++++ Extracted material

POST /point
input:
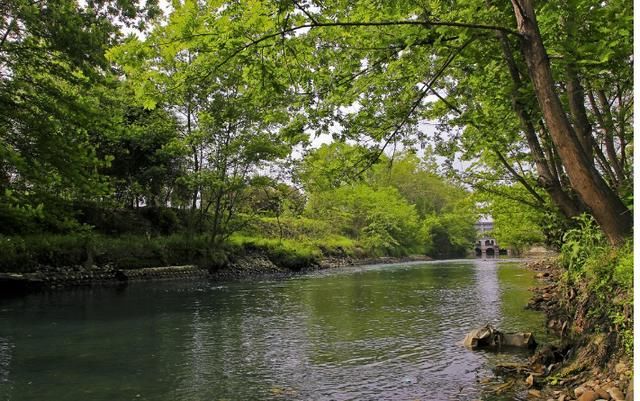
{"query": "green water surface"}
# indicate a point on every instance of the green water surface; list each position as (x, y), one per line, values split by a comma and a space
(386, 332)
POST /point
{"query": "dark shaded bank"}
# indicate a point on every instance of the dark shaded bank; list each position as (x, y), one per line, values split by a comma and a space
(256, 264)
(590, 361)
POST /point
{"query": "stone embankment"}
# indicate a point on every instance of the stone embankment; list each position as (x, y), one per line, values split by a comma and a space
(242, 267)
(572, 370)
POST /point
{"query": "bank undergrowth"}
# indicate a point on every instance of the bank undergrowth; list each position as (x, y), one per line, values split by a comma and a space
(598, 284)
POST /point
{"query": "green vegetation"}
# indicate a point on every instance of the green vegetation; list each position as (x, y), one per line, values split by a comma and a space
(603, 277)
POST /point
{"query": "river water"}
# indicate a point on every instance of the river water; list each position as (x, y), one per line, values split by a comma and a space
(385, 332)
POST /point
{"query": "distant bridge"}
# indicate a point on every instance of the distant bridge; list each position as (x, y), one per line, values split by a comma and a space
(486, 245)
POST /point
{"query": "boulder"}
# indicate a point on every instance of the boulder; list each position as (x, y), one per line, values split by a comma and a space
(616, 394)
(588, 395)
(490, 337)
(522, 340)
(486, 336)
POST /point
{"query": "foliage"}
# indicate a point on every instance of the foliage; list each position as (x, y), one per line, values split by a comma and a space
(605, 277)
(580, 243)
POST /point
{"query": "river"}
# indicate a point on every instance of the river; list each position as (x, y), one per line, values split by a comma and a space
(383, 332)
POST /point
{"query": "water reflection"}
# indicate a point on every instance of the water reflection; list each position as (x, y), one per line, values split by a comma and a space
(379, 332)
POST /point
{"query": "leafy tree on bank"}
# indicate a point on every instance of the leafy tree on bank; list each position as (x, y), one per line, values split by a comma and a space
(54, 79)
(377, 68)
(234, 122)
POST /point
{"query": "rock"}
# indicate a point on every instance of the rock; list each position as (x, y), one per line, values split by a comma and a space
(620, 367)
(616, 394)
(602, 394)
(483, 337)
(588, 395)
(488, 336)
(530, 381)
(578, 391)
(523, 340)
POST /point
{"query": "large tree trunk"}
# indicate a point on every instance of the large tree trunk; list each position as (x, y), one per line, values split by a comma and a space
(546, 179)
(608, 210)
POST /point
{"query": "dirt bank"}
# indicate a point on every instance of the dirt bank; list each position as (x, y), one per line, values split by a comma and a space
(587, 363)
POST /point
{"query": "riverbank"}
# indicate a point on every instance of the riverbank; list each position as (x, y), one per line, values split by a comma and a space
(590, 361)
(255, 264)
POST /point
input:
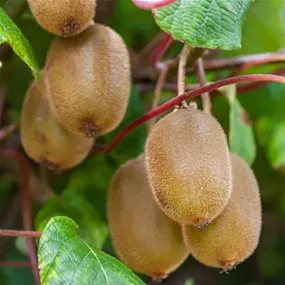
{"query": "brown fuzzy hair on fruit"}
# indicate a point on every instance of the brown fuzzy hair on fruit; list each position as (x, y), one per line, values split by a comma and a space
(144, 237)
(64, 18)
(188, 164)
(234, 235)
(43, 139)
(89, 79)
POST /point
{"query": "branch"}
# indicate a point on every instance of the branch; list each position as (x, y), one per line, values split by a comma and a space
(20, 263)
(183, 57)
(161, 50)
(157, 92)
(227, 63)
(26, 208)
(188, 95)
(254, 85)
(14, 233)
(206, 100)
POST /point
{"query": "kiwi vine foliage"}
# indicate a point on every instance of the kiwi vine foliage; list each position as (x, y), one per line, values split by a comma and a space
(263, 31)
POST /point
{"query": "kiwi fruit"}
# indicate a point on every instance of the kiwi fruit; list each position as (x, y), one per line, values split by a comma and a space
(234, 235)
(189, 168)
(64, 18)
(43, 139)
(144, 237)
(89, 78)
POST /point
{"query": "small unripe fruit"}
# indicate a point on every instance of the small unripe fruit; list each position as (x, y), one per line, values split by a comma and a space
(144, 237)
(63, 18)
(234, 235)
(89, 79)
(43, 139)
(188, 164)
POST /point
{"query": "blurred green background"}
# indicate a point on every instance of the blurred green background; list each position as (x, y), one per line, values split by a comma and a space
(84, 188)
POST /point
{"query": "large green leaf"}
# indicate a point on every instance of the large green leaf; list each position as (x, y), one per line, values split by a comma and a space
(205, 23)
(74, 205)
(65, 258)
(20, 79)
(271, 135)
(10, 33)
(263, 30)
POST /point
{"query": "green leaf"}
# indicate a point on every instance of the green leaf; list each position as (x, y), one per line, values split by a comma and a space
(270, 133)
(10, 33)
(65, 258)
(260, 35)
(241, 137)
(74, 205)
(133, 144)
(205, 23)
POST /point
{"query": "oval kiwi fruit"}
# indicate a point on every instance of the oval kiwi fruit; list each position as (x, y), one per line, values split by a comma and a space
(144, 237)
(89, 79)
(188, 164)
(43, 139)
(63, 18)
(234, 235)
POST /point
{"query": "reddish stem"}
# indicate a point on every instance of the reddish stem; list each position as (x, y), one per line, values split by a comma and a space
(253, 85)
(188, 95)
(26, 208)
(152, 4)
(15, 264)
(14, 233)
(244, 67)
(161, 50)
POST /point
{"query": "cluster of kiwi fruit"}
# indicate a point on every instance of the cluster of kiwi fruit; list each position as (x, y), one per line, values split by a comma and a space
(187, 194)
(84, 88)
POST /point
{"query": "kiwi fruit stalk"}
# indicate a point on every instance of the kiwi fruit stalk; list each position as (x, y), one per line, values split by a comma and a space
(89, 78)
(64, 18)
(44, 140)
(188, 164)
(144, 237)
(234, 235)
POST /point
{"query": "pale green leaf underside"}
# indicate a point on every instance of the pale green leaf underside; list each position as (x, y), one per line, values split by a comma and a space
(64, 258)
(241, 137)
(205, 23)
(11, 34)
(72, 204)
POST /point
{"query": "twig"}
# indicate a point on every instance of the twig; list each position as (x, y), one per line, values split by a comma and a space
(14, 233)
(26, 208)
(188, 95)
(20, 263)
(227, 63)
(183, 57)
(254, 85)
(160, 51)
(157, 92)
(206, 100)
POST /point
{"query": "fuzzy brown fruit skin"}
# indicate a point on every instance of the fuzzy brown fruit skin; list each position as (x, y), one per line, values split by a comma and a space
(144, 237)
(89, 79)
(188, 164)
(234, 235)
(43, 139)
(64, 18)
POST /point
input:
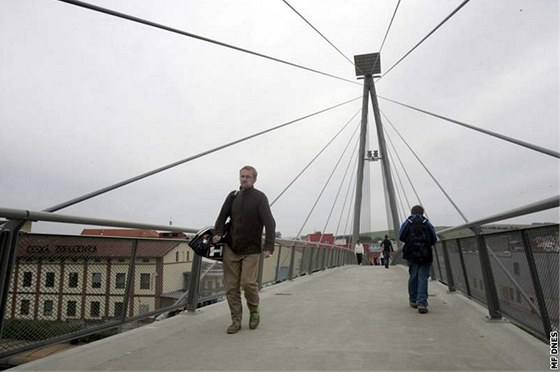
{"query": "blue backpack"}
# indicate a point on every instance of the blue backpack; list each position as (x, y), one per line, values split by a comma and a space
(418, 239)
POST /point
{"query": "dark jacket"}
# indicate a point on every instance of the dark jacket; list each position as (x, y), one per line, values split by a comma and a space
(387, 245)
(249, 212)
(403, 236)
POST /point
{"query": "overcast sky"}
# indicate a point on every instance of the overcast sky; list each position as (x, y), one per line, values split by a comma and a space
(88, 100)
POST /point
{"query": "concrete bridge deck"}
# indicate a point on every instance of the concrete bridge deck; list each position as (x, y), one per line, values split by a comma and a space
(351, 318)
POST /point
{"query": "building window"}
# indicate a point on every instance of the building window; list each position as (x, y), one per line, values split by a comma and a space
(96, 280)
(24, 308)
(49, 280)
(71, 308)
(119, 308)
(27, 278)
(121, 281)
(47, 307)
(73, 280)
(516, 268)
(144, 281)
(95, 306)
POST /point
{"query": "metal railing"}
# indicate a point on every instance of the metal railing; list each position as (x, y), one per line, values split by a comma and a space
(60, 288)
(514, 273)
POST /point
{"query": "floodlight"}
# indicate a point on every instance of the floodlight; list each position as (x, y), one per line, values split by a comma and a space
(367, 64)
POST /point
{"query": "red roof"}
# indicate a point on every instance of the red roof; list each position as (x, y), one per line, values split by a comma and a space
(137, 233)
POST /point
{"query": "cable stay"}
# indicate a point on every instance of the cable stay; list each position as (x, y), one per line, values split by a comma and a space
(490, 133)
(343, 153)
(319, 32)
(350, 184)
(169, 166)
(313, 160)
(385, 37)
(194, 36)
(350, 215)
(341, 183)
(428, 171)
(426, 37)
(395, 171)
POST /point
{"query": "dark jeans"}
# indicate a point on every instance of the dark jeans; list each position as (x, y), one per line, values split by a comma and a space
(359, 257)
(386, 258)
(418, 282)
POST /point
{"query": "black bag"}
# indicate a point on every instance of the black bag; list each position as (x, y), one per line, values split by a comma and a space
(418, 239)
(202, 245)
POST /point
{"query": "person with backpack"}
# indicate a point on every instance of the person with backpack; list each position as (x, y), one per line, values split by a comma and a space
(359, 250)
(418, 235)
(387, 249)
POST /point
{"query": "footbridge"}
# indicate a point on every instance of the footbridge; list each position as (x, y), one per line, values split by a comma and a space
(97, 206)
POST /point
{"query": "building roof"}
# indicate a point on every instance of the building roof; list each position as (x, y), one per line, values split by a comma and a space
(66, 246)
(138, 233)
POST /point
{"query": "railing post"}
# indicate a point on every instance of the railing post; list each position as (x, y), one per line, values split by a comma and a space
(437, 260)
(536, 283)
(278, 264)
(194, 282)
(448, 270)
(310, 267)
(492, 300)
(130, 280)
(293, 262)
(464, 268)
(8, 244)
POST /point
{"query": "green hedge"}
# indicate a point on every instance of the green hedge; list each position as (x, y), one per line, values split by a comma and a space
(36, 330)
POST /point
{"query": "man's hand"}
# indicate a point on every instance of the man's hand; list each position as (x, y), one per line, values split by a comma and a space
(216, 239)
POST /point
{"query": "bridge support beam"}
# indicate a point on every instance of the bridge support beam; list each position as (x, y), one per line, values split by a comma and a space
(367, 65)
(368, 80)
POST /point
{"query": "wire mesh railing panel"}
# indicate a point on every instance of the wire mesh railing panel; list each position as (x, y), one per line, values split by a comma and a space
(471, 258)
(211, 283)
(60, 285)
(298, 261)
(439, 263)
(455, 262)
(544, 245)
(282, 269)
(513, 280)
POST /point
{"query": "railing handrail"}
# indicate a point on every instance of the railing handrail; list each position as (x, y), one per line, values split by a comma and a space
(544, 204)
(28, 215)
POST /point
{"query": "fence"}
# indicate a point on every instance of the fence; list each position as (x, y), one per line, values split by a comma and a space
(524, 265)
(60, 288)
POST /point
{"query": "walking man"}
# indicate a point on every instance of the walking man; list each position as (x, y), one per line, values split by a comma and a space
(387, 249)
(248, 211)
(359, 250)
(418, 235)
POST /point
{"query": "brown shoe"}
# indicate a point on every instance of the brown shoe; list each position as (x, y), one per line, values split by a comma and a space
(234, 328)
(254, 319)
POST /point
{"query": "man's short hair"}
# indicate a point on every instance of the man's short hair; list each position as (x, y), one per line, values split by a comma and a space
(417, 209)
(250, 169)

++++++++

Locate each line in the records above that contains the word "window", with case counting, and copy every such line.

Solution to this exercise —
{"query": "building window"}
# indicate a point on every instance of the building window; list each position as (x, y), one per line, values split by a comma and a space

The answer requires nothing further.